Work instructions | Recast all the lines below as a Markdown table with two columns, Row (a running number) and Line, skipping any blank lines. Leave the pictures out of the table.

Task material |

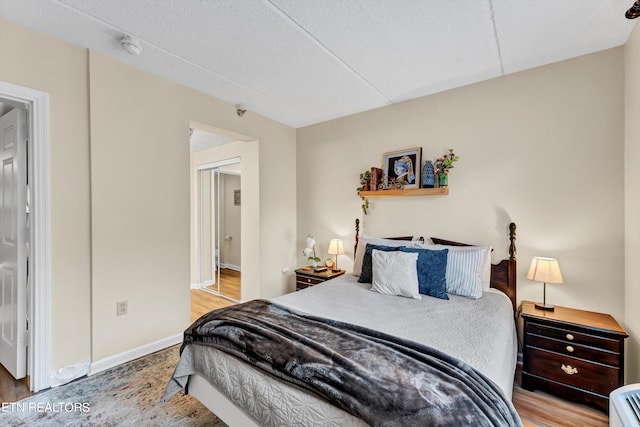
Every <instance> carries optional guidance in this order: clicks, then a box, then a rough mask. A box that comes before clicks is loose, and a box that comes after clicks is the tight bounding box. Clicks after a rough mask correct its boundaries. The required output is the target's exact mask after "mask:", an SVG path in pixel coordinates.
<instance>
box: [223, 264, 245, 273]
mask: <svg viewBox="0 0 640 427" xmlns="http://www.w3.org/2000/svg"><path fill="white" fill-rule="evenodd" d="M220 268H228V269H229V270H234V271H241V270H240V266H238V265H233V264H224V263H222V264H220Z"/></svg>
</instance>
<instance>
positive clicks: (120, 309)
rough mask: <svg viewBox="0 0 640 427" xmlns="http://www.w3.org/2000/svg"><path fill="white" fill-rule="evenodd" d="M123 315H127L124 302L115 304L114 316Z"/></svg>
mask: <svg viewBox="0 0 640 427" xmlns="http://www.w3.org/2000/svg"><path fill="white" fill-rule="evenodd" d="M124 314H127V302H126V301H118V302H116V316H122V315H124Z"/></svg>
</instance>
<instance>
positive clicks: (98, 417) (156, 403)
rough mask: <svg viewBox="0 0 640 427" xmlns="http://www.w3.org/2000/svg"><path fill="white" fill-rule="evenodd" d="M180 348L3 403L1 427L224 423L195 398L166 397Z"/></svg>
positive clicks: (171, 347)
mask: <svg viewBox="0 0 640 427" xmlns="http://www.w3.org/2000/svg"><path fill="white" fill-rule="evenodd" d="M178 357H179V346H173V347H169V348H167V349H165V350H162V351H159V352H157V353H153V354H150V355H148V356H145V357H142V358H140V359H137V360H134V361H131V362H129V363H125V364H123V365H120V366H117V367H115V368H112V369H109V370H106V371H104V372H101V373H99V374H96V375H93V376H90V377H86V378H81V379H79V380H76V381H74V382H72V383H70V384H66V385H64V386H61V387H57V388H54V389H51V390H47V391H44V392H42V393H38V394H36V395H35V396H32V397H30V398H28V399H24V400H21V401H19V402H16V403H11V404H9V403H3V404H2V405H1V406H0V425H2V426H30V427H31V426H46V427H49V426H138V427H146V426H194V427H196V426H197V427H200V426H207V427H209V426H211V427H224V426H226V424H224V423H223V422H222V421H220V420H219V419H218V418H217V417H216V416H215V415H213V414H212V413H211V412H210V411H209V410H208V409H207V408H206V407H205V406H204V405H202V404H201V403H200V402H199V401H198V400H196V399H194V398H193V397H191V396H186V395H184V394H183V393H178V394H176V395H174V396H173V397H171V399H169V400H168V401H167V402H166V403H163V402H162V401H161V399H162V395H163V393H164V389H165V386H166V384H167V381H168V380H169V377H170V376H171V374H172V373H173V369H174V368H175V366H176V364H177V362H178Z"/></svg>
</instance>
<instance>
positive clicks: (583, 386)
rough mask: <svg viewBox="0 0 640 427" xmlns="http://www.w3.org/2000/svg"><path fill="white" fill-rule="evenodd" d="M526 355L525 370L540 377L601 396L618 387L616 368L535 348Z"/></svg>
mask: <svg viewBox="0 0 640 427" xmlns="http://www.w3.org/2000/svg"><path fill="white" fill-rule="evenodd" d="M528 356H529V357H528V361H527V364H528V367H527V368H528V369H527V371H528V372H535V373H536V375H539V376H541V377H544V378H548V379H550V380H553V381H557V382H560V383H563V384H568V385H572V386H574V387H578V388H580V389H582V390H587V391H590V392H593V393H598V394H600V395H603V396H608V395H609V393H610V392H611V391H612V390H614V389H615V388H617V387H618V376H619V369H618V368H615V367H611V366H607V365H600V364H598V363H592V362H588V361H585V360H582V359H578V358H575V357H570V356H565V355H561V354H557V353H552V352H550V351H545V350H540V349H535V348H530V349H529V354H528Z"/></svg>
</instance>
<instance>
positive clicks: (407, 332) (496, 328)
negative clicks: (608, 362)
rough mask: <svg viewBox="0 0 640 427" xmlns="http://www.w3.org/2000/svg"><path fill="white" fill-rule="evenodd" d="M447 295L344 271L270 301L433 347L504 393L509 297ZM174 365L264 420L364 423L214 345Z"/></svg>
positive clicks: (200, 350) (261, 419)
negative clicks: (417, 341) (476, 370)
mask: <svg viewBox="0 0 640 427" xmlns="http://www.w3.org/2000/svg"><path fill="white" fill-rule="evenodd" d="M450 298H451V299H450V300H449V301H446V300H440V299H437V298H432V297H424V298H422V300H415V299H411V298H403V297H395V296H388V295H381V294H378V293H375V292H372V291H369V290H368V285H366V284H359V283H357V278H355V277H353V276H348V275H345V276H341V277H339V278H337V279H333V280H331V281H328V282H325V283H323V284H321V285H316V286H313V287H311V288H307V289H305V290H303V291H298V292H294V293H290V294H287V295H283V296H281V297H278V298H274V299H273V300H272V301H273V302H276V303H278V304H282V305H286V306H289V307H291V308H294V309H296V310H299V311H304V312H307V313H310V314H314V315H318V316H323V317H327V318H331V319H336V320H340V321H344V322H349V323H354V324H358V325H362V326H366V327H369V328H372V329H377V330H379V331H382V332H386V333H389V334H394V335H397V336H400V337H403V338H407V339H411V340H414V341H418V342H421V343H424V344H427V345H430V346H432V347H435V348H437V349H439V350H441V351H444V352H446V353H448V354H450V355H452V356H454V357H457V358H459V359H461V360H463V361H464V362H466V363H468V364H469V365H471V366H473V367H474V368H475V369H477V370H478V371H480V372H482V373H484V374H485V375H486V376H487V377H489V378H490V379H491V380H493V381H494V382H495V383H496V384H497V385H498V386H499V387H500V388H501V390H503V392H504V394H505V396H507V397H508V398H509V399H510V398H511V393H512V387H513V376H514V372H515V364H516V355H517V338H516V331H515V324H514V320H513V310H512V308H511V302H510V301H509V299H508V298H507V297H506V296H505V295H504V294H502V293H501V292H499V291H495V290H490V291H487V292H485V293H484V294H483V297H482V298H480V299H478V300H471V299H468V298H464V297H458V296H455V295H450ZM180 365H183V366H184V367H185V369H188V370H192V369H193V370H195V372H198V373H199V374H200V375H201V376H203V377H205V378H207V380H208V381H209V383H210V384H211V385H213V386H214V387H215V388H217V389H218V390H219V391H221V392H222V393H223V394H225V395H226V396H228V398H229V399H230V400H231V402H233V403H234V404H235V405H236V406H238V407H239V408H241V409H242V411H244V412H245V413H246V414H247V415H249V416H250V417H251V418H253V419H254V420H256V422H257V423H258V424H259V425H262V426H282V425H314V426H361V425H365V424H364V423H363V422H362V421H361V420H360V419H358V418H355V417H353V416H352V415H350V414H348V413H347V412H345V411H343V410H341V409H338V408H337V407H335V406H333V405H331V404H329V403H327V402H325V401H324V400H321V399H319V398H317V397H315V395H313V394H312V393H309V392H308V391H306V390H302V389H300V388H298V387H296V386H292V385H288V384H285V383H283V382H282V381H280V380H278V379H276V378H274V377H271V376H269V375H267V374H265V373H263V372H262V371H260V370H258V369H256V368H253V367H251V366H249V365H247V364H245V363H243V362H240V361H238V360H237V359H236V358H234V357H233V356H230V355H228V354H225V353H223V352H221V351H219V350H216V349H213V348H209V347H204V346H199V345H192V346H190V347H188V348H187V349H186V350H185V351H184V352H183V355H182V358H181V361H180V363H179V367H180ZM187 366H188V368H187ZM196 397H197V396H196Z"/></svg>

Answer section |
| Row | Line |
|---|---|
| 1 | Every <instance> carries optional guidance in this order: clicks, then a box, then a rough mask. A box that comes before clicks is loose, and a box that comes after clicks is the tight bounding box. Clicks after a rough mask correct its boundaries. The required output is the target's exact mask after "mask:", an SVG path in pixel coordinates. |
| 2 | <instance> |
| 3 | box: [223, 264, 245, 273] |
| 4 | mask: <svg viewBox="0 0 640 427" xmlns="http://www.w3.org/2000/svg"><path fill="white" fill-rule="evenodd" d="M220 268H228V269H229V270H234V271H241V270H240V266H238V265H233V264H224V263H222V264H220Z"/></svg> |
| 5 | </instance> |
| 6 | <instance> |
| 7 | positive clicks: (120, 309) |
| 8 | rough mask: <svg viewBox="0 0 640 427" xmlns="http://www.w3.org/2000/svg"><path fill="white" fill-rule="evenodd" d="M123 315H127L124 302L115 304L114 316Z"/></svg> |
| 9 | mask: <svg viewBox="0 0 640 427" xmlns="http://www.w3.org/2000/svg"><path fill="white" fill-rule="evenodd" d="M124 314H127V302H126V301H118V302H116V316H122V315H124Z"/></svg> |
| 10 | </instance> |
| 11 | <instance> |
| 12 | positive clicks: (98, 417) (156, 403) |
| 13 | rough mask: <svg viewBox="0 0 640 427" xmlns="http://www.w3.org/2000/svg"><path fill="white" fill-rule="evenodd" d="M180 348L3 403L1 427L224 423L195 398L166 397Z"/></svg> |
| 14 | positive clicks: (171, 347) |
| 15 | mask: <svg viewBox="0 0 640 427" xmlns="http://www.w3.org/2000/svg"><path fill="white" fill-rule="evenodd" d="M178 357H179V346H173V347H169V348H167V349H165V350H162V351H159V352H157V353H153V354H150V355H148V356H145V357H142V358H140V359H137V360H134V361H131V362H129V363H125V364H123V365H120V366H117V367H115V368H112V369H109V370H106V371H104V372H101V373H99V374H96V375H93V376H90V377H86V378H81V379H79V380H76V381H74V382H72V383H70V384H66V385H64V386H61V387H57V388H54V389H51V390H47V391H44V392H42V393H38V394H36V395H35V396H32V397H30V398H28V399H24V400H21V401H19V402H16V403H11V404H9V403H3V404H2V405H1V406H0V425H2V426H30V427H31V426H46V427H49V426H138V427H146V426H194V427H196V426H197V427H200V426H207V427H209V426H211V427H224V426H226V424H224V423H223V422H222V421H220V420H219V419H218V418H217V417H216V416H215V415H213V414H212V413H211V412H210V411H209V410H208V409H207V408H206V407H205V406H204V405H202V404H201V403H200V402H199V401H198V400H196V399H194V398H193V397H191V396H186V395H184V394H183V393H178V394H176V395H174V396H173V397H171V399H169V400H168V401H167V402H166V403H163V402H162V401H161V399H162V395H163V393H164V389H165V386H166V384H167V381H168V380H169V377H170V376H171V374H172V373H173V369H174V368H175V366H176V364H177V362H178Z"/></svg> |
| 16 | </instance> |
| 17 | <instance> |
| 18 | positive clicks: (583, 386) |
| 19 | rough mask: <svg viewBox="0 0 640 427" xmlns="http://www.w3.org/2000/svg"><path fill="white" fill-rule="evenodd" d="M526 355L525 370L540 377L601 396L618 387L616 368L535 348Z"/></svg> |
| 20 | mask: <svg viewBox="0 0 640 427" xmlns="http://www.w3.org/2000/svg"><path fill="white" fill-rule="evenodd" d="M528 356H529V357H528V361H527V364H528V367H527V368H528V369H527V371H528V372H535V373H536V375H539V376H541V377H544V378H548V379H550V380H553V381H557V382H560V383H563V384H568V385H572V386H574V387H578V388H580V389H582V390H587V391H590V392H593V393H598V394H600V395H603V396H608V395H609V393H610V392H611V391H612V390H614V389H615V388H617V387H618V376H619V369H618V368H615V367H611V366H607V365H600V364H598V363H592V362H588V361H585V360H582V359H578V358H575V357H570V356H565V355H561V354H557V353H552V352H550V351H545V350H540V349H535V348H530V349H529V354H528Z"/></svg> |
| 21 | </instance> |
| 22 | <instance> |
| 23 | positive clicks: (407, 332) (496, 328) |
| 24 | negative clicks: (608, 362) |
| 25 | rough mask: <svg viewBox="0 0 640 427" xmlns="http://www.w3.org/2000/svg"><path fill="white" fill-rule="evenodd" d="M447 295L344 271L270 301L433 347L504 393L509 297ZM174 365L264 420L364 423L214 345Z"/></svg> |
| 26 | positive clicks: (200, 350) (261, 419) |
| 27 | negative clicks: (417, 341) (476, 370) |
| 28 | mask: <svg viewBox="0 0 640 427" xmlns="http://www.w3.org/2000/svg"><path fill="white" fill-rule="evenodd" d="M450 298H451V299H450V300H449V301H446V300H440V299H437V298H432V297H424V298H422V300H415V299H411V298H403V297H395V296H388V295H381V294H378V293H375V292H372V291H369V290H368V285H366V284H359V283H357V278H355V277H353V276H348V275H345V276H341V277H339V278H337V279H333V280H331V281H328V282H325V283H323V284H321V285H316V286H313V287H311V288H307V289H305V290H303V291H298V292H294V293H290V294H287V295H283V296H281V297H278V298H274V299H273V300H272V301H273V302H276V303H278V304H282V305H286V306H289V307H291V308H294V309H296V310H299V311H304V312H307V313H310V314H314V315H318V316H323V317H327V318H331V319H336V320H340V321H344V322H349V323H354V324H358V325H362V326H366V327H369V328H372V329H377V330H379V331H382V332H386V333H389V334H394V335H397V336H400V337H403V338H407V339H411V340H414V341H418V342H421V343H424V344H427V345H430V346H432V347H435V348H437V349H439V350H441V351H444V352H446V353H448V354H450V355H452V356H454V357H457V358H459V359H461V360H463V361H464V362H466V363H468V364H469V365H471V366H473V367H474V368H475V369H477V370H478V371H480V372H482V373H484V374H485V375H486V376H487V377H489V378H490V379H491V380H493V381H494V382H495V383H496V384H497V385H498V386H499V387H500V388H501V390H503V392H504V394H505V396H507V397H508V398H509V399H510V398H511V393H512V387H513V376H514V372H515V364H516V355H517V338H516V331H515V324H514V320H513V310H512V308H511V302H510V301H509V299H508V298H507V297H506V296H505V295H504V294H502V293H501V292H499V291H495V290H490V291H487V292H485V293H484V294H483V297H482V298H480V299H478V300H471V299H468V298H464V297H458V296H455V295H450ZM180 365H183V366H184V367H185V369H188V370H192V369H193V370H195V372H198V373H199V374H200V375H201V376H203V377H205V378H207V380H208V381H209V383H210V384H211V385H213V386H214V387H215V388H217V389H218V390H219V391H221V392H222V393H223V394H225V395H226V396H228V398H229V399H230V400H231V402H233V403H234V404H235V405H236V406H238V407H239V408H241V409H242V411H244V412H245V413H246V414H247V415H249V416H250V417H251V418H253V419H254V420H256V422H257V423H258V424H259V425H262V426H282V425H314V426H361V425H365V424H364V423H363V422H362V421H361V420H360V419H358V418H355V417H353V416H352V415H350V414H348V413H347V412H345V411H343V410H341V409H338V408H337V407H335V406H333V405H331V404H329V403H327V402H325V401H324V400H321V399H319V398H317V397H315V395H313V394H312V393H309V392H308V391H306V390H302V389H300V388H298V387H296V386H292V385H288V384H285V383H283V382H282V381H280V380H278V379H276V378H274V377H271V376H269V375H267V374H265V373H263V372H262V371H260V370H258V369H256V368H253V367H251V366H249V365H247V364H245V363H243V362H240V361H238V360H237V359H236V358H234V357H233V356H230V355H228V354H225V353H223V352H221V351H219V350H216V349H213V348H209V347H204V346H199V345H192V346H190V347H188V348H187V349H186V350H185V351H184V352H183V355H182V358H181V361H180V363H179V367H180ZM187 366H188V368H187ZM196 397H197V396H196Z"/></svg> |